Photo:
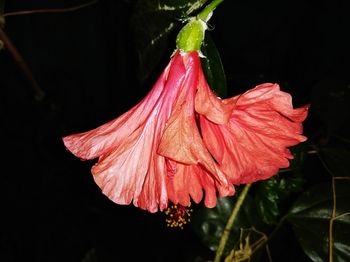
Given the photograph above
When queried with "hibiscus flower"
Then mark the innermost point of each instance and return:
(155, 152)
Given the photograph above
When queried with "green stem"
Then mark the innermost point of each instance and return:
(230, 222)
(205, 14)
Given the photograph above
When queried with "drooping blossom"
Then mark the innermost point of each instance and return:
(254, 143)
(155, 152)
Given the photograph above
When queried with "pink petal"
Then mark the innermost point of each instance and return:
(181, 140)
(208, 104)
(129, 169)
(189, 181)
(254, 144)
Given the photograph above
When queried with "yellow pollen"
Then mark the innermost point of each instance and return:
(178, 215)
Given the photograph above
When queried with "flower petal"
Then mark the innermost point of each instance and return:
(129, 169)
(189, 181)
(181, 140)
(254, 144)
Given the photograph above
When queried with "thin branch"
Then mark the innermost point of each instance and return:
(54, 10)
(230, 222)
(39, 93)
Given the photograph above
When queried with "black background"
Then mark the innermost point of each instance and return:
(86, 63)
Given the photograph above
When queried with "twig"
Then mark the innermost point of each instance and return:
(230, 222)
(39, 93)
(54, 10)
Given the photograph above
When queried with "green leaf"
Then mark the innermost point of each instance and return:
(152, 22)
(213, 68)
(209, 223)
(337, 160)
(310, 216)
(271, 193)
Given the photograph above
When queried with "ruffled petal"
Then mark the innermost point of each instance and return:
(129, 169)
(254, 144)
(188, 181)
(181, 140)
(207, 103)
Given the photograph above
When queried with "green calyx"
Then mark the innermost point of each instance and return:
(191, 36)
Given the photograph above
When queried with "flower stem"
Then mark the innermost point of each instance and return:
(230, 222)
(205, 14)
--
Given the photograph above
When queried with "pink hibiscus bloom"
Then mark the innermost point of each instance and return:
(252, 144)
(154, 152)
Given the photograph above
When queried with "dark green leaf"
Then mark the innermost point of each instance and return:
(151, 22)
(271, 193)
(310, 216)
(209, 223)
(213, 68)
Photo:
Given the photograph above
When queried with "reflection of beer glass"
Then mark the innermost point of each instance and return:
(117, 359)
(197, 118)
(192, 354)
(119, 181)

**Work to do:** Extract each line of the records that contains the string "petal", treating uppercase and lowercase as different.

**Finished task:**
When queried with "pink petal"
When queried with "flower petal"
When queried with "ruffled petal"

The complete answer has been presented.